**Selected extract**.
————

In the dot com era, we heard it all the time – “the model has changed and we don’t have the bandwidth for research.”  Unfortunately, sometimes this was shorthand for “I’m really close to VC money and I don’t want to screw this up by giving information to investors.”

These brilliant business people often do not realize that customers are not as brilliant and often either don’t care, are unaware of your product/service, or are completely irrational.  Most people don’t yet know what a Tesla roadster is, let alone how to get one.  Yet the business model is beautiful.

The models have changed, but research is not something to be left out of the mix for several reasons. The first is something that is as true today as it was in the first days of commerce:

1)       Customers are irrational. They make impulse buys.  Customers often spend more on things that are bad for their health than things that are good for them.  People buy books they don’t read and fitness equipment they don’t ever use.  Even if customers are rational, it is typically after they buy something – that is, customers act on an emotional trigger to buy something and then use rational arguments to justify why they bought the “new outfit,” “make up,” or “vacation.”

So what this means to the greatest minds in business, is that the customer doesn’t always get your great ideas.  Often research is needed to see the “misperceptions” and the reasons that your potential customer is buying your competitors “inferior product.”  The truth is that your product is better – well not really if the customer doesn’t buy it – you’ll soon be out of business.

2)        How we communicate with customers has changed.  It used to be that there was one newspaper and three television networks and you could hit all your potential customers.

This has now changed.  You need to look at communication models where you only pay for people who are coming in your store or visiting your website. Branding for the sake of branding is your ego talking – real branding and research create sales.  Otherwise, you are likely on the way to failure and this may be the first time you acknowledge it.  Define your customer so that you are targeting the correct customer.  You don’t get a return on investment from “tire kickers” and people who will never buy your products or services.

3)       The best businesses focus on increasing the number of customers, frequency of purchases, repeat purchases, likelihood to recommend and increasing the revenue per year from each customer.

————

**Data shown**.
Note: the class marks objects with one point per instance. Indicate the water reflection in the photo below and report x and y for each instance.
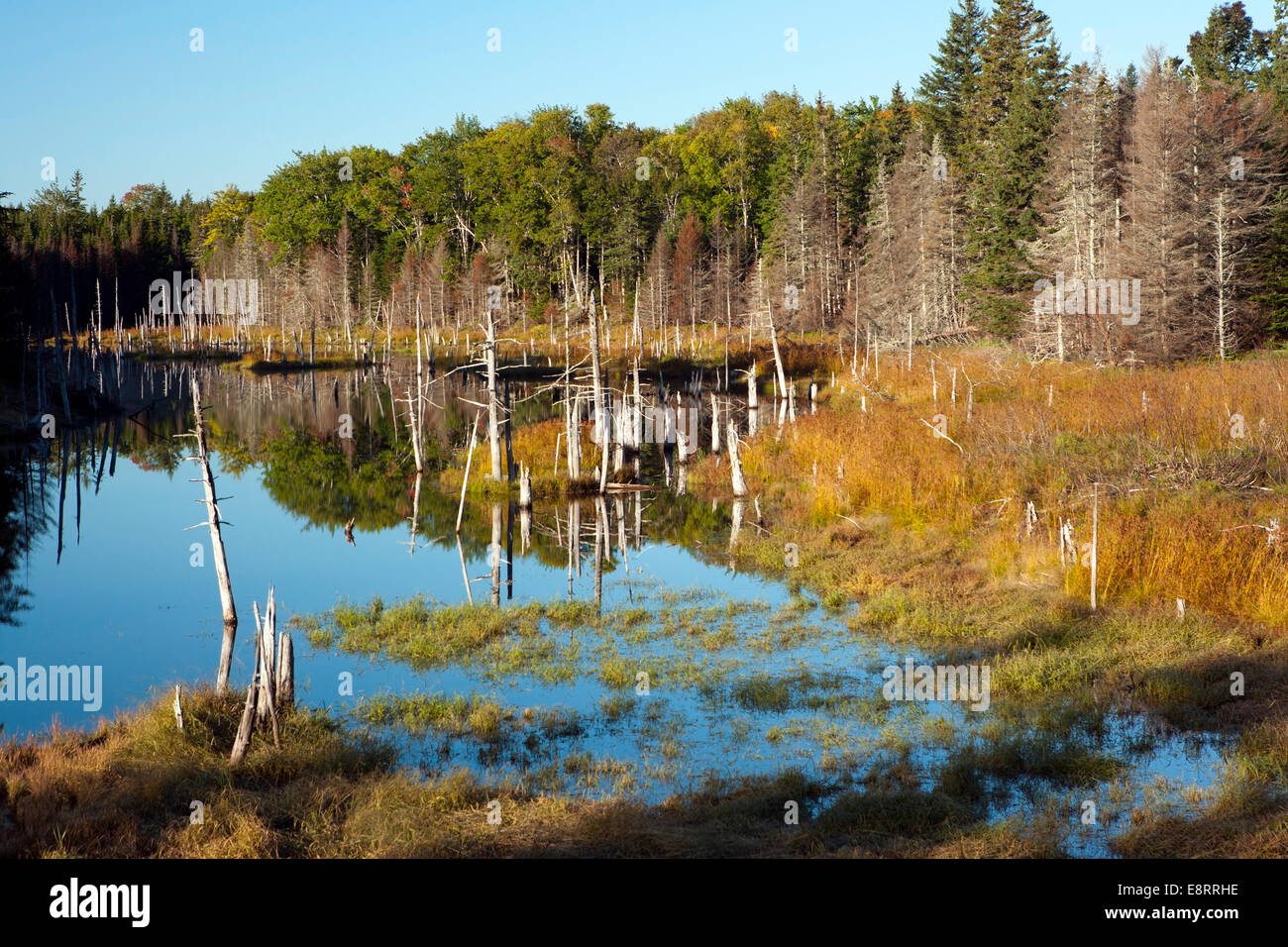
(323, 501)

————

**Questions to answer**.
**1.** List everything the piece on market research says the best businesses focus on increasing.
**2.** Carry the piece on market research further from where it stops.

**Expected results**.
**1.**
- The number of customers
- Frequency of purchases
- Repeat purchases
- Likelihood to recommend
- Revenue per year from each customer

**2.**
Recognize that if you are not growing, you are being beaten by the competition and inflation. Therefore you must have growth strategy.  Some of the aforementioned retailers that failed had warning signs when they stopped growing. Don’t let denial keep you from information that works.  Once you know what you are dealing with your can deal with it.  If you deny that you are not growing you are “rationalizing” worse than your customers are – and remember customers are not rational!

Even worse, in the current environment, no one is loyal.  Large utilities and government agencies are buying from foreigners and people outside of their community, consumers favor “Sam’s Club” over the local vendor who has served them well in the past, and people are even leaving the country for medical procedures.  This last one is perhaps most amazing because you would think that for life and death procedures, eye surgery or plastic surgery that you would go with someone you have used in the past. Not in the new world of business.  The truth is that most of us have been burned by buying fitness equipment we don’t use, cars we don’t need, investments in stocks that plummet, and cosmetics and beauty products that really doesn’t improve our lives.  And, at no other time in history has the consumer trusted business less. So ask yourself: how can you make trusting customers that would have pride in choosing you?  Pride and trust are the two biggest emotional triggers – but it is not what you want – the focus need to be on what your money paying customer wants.